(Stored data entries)

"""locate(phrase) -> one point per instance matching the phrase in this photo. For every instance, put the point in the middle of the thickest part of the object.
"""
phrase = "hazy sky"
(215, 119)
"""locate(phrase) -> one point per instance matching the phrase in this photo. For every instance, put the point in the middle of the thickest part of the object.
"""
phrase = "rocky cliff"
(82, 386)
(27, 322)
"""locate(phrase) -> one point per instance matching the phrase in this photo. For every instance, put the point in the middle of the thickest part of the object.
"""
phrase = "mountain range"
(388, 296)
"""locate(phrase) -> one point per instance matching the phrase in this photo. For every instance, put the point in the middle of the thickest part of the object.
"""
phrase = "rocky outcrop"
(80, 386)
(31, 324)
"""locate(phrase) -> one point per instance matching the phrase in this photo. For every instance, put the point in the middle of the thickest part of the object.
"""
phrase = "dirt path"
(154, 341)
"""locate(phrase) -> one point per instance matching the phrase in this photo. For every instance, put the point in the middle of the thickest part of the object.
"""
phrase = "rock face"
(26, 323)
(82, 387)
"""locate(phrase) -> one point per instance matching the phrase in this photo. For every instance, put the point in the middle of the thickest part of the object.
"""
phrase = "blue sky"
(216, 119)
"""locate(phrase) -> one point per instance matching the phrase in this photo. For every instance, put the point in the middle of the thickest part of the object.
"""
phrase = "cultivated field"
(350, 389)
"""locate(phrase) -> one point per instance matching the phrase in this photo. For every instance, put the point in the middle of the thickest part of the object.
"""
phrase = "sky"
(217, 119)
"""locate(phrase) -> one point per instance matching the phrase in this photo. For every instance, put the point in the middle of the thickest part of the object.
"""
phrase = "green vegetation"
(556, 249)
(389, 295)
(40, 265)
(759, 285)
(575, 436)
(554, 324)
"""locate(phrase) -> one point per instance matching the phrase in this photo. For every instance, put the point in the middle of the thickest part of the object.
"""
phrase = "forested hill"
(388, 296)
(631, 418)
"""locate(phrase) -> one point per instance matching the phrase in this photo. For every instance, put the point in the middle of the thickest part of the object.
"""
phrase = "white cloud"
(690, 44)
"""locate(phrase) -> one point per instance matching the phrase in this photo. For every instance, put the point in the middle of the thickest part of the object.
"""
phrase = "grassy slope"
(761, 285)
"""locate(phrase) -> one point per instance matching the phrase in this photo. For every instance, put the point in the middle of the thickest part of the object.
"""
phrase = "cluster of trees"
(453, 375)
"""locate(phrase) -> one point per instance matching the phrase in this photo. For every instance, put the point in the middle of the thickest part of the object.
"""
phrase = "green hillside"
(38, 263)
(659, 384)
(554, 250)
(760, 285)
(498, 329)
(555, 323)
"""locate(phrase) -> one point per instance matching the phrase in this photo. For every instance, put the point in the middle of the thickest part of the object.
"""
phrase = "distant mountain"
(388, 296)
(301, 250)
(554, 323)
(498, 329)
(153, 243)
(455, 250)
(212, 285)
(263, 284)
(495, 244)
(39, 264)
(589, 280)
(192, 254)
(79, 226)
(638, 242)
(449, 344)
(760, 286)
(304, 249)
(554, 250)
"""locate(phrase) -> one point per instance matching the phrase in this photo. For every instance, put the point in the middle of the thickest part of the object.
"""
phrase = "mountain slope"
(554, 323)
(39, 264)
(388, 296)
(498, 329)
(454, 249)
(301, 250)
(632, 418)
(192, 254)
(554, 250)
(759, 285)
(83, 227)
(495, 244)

• [WHAT IS REQUIRED]: All entries above need to be copied verbatim.

• [EXERCISE OUTPUT]:
"""locate(phrase) -> one point per instance matching the phrase in this photo. For every instance, put the point in the middle of the thickest part of the object.
"""
phrase = "hazy sky"
(215, 119)
"""locate(phrase) -> one point per instance matching the phrase in this photo. For every instance, put the point in the middle of the thickest part of the object.
"""
phrase = "rocky cliff"
(82, 386)
(27, 322)
"""locate(phrase) -> one point per instance matching the phrase in this photo. For every instance, put the point in the middle of the thickest part of the object.
"""
phrase = "mountain range"
(388, 296)
"""locate(phrase) -> one point per instance matching the phrase in this photo. For every instance, put the point in the middle of the thickest part of the object.
"""
phrase = "rocky outcrop"
(80, 386)
(31, 324)
"""locate(phrase) -> one point per instance matching the phrase in this photo. For every instance, put the point in the middle of the thickest part of the object.
"""
phrase = "dirt path"
(154, 341)
"""locate(phrase) -> one point per instance matching the phrase in this photo. For every instance, put the point in the middle of the thickest part of the object.
"""
phrase = "rock face"
(26, 323)
(82, 387)
"""locate(phrase) -> one point per instance matching the phrase in this photo. For every instance, put the point in the middle of the thickest part of the object.
"""
phrase = "blue sky"
(216, 119)
"""locate(phrase) -> one point per instance matching the phrase in this photo. For every instance, put the point in the middle of the thickest part of the object.
"""
phrase = "cultivated field"
(350, 389)
"""locate(phrase) -> one point per instance matching the phrase in this photo. For every instance, put the point in the middle of the thickest part of the object.
"""
phrase = "sky"
(217, 119)
"""locate(phrase) -> one point per instance matching the phrase in this photo. For every instance, put the point in the middle of the thickest part of the object.
"""
phrase = "green vegetation"
(556, 249)
(389, 295)
(40, 265)
(759, 285)
(575, 436)
(554, 324)
"""locate(phrase) -> one point per instance matching the phrase in this photo. For every instance, put the point in the middle of the thickest part of the object.
"""
phrase = "forested hill"
(388, 296)
(631, 418)
"""locate(phrase) -> one point per instance matching the phrase in this photo. For every instance, put the point in the middle of the thickest part of the object.
"""
phrase = "white cloud"
(690, 44)
"""locate(phrase) -> one point per instance matching the phrase in this photo. For every instance, put the point in the middle of the thickest part of the object.
"""
phrase = "grassy slope"
(761, 285)
"""locate(phrase) -> one point per instance matching the phrase in this photo. For every instance, put the point in the middle of the thickest part of the object.
"""
phrase = "cluster of trees"
(453, 375)
"""locate(phrase) -> one point per instance matching the phrase in this photo. For every instance, put the point in the middle of the thickest part of the object.
"""
phrase = "green hillside"
(38, 263)
(659, 384)
(554, 250)
(760, 285)
(498, 329)
(555, 323)
"""locate(phrase) -> one point per instance matching the phrase in this photo. For every instance, put the point in the middle of the thickest part of the object.
"""
phrase = "distant mountain"
(388, 296)
(301, 250)
(554, 323)
(498, 329)
(153, 243)
(455, 250)
(212, 285)
(263, 284)
(495, 244)
(39, 264)
(589, 280)
(192, 254)
(79, 226)
(638, 242)
(449, 344)
(760, 286)
(304, 249)
(554, 250)
"""locate(phrase) -> one point per instance matching the phrase in this photo. For every instance, put the point in the middle of the thickest part of the object.
"""
phrase = "mountain slope"
(554, 323)
(39, 264)
(388, 296)
(498, 329)
(454, 249)
(301, 250)
(632, 418)
(192, 254)
(554, 250)
(759, 285)
(83, 227)
(495, 244)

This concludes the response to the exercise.